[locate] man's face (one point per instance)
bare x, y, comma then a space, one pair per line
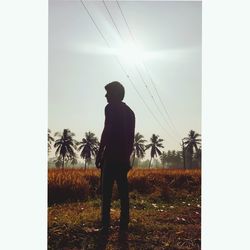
108, 97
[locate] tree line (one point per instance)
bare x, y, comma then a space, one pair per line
67, 147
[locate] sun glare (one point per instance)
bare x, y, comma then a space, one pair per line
131, 54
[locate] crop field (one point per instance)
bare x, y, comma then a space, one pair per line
165, 210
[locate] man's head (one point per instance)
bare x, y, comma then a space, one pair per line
115, 92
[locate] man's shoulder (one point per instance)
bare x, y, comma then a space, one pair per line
129, 110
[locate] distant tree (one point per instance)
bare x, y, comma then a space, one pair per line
197, 157
50, 139
154, 145
191, 142
65, 145
58, 162
164, 158
88, 147
139, 147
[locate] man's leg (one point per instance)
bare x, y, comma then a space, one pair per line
107, 185
122, 184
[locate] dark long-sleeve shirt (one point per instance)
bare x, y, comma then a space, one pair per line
118, 134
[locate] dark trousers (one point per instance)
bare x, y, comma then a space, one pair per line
109, 175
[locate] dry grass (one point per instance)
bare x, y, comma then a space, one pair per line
70, 185
165, 211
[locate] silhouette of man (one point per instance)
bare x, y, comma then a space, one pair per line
114, 153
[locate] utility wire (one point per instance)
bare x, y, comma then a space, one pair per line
******
Exactly as they appear above, print all the lines, but not the pictures.

[locate] man's face (one point per instance)
bare x, y, comma then a space, one pair per line
108, 97
[locate] tree line (one point per instance)
bare x, y, comma then a space, one pair per line
67, 147
[locate] sun glare (one point per instance)
bare x, y, comma then a space, one pair per line
131, 54
[locate] crop field (one point per instance)
bare x, y, comma then a space, one pair per line
165, 210
[locate] man's head (one point per instance)
bare x, y, comma then a space, one pair per line
115, 92
[locate] man's shoulder (one point per instance)
bare x, y, comma then a space, one pair per line
129, 110
[locate] distant tree (one point per instance)
bare x, y, comma then a space, one pair per line
197, 157
50, 139
154, 145
191, 142
65, 145
58, 162
164, 158
88, 147
139, 147
[locate] man's leg (one point per instance)
bare x, y, comma then a space, one pair per line
107, 185
122, 184
[locate] dark long-sleeve shirt (one point per instance)
bare x, y, comma then a space, one pair per line
118, 134
[locate] dark trousers (one point per instance)
bare x, y, comma then a space, one pair per line
109, 175
[locate] dry grass (one point per instance)
bare x, y, comma then a space, one pair per line
70, 185
165, 211
[locate] silhouette of man (one point per instance)
bare x, y, comma then a space, one pair per line
114, 153
[locate] utility wire (one point per instance)
bare x, y, comma then a space, one pair per line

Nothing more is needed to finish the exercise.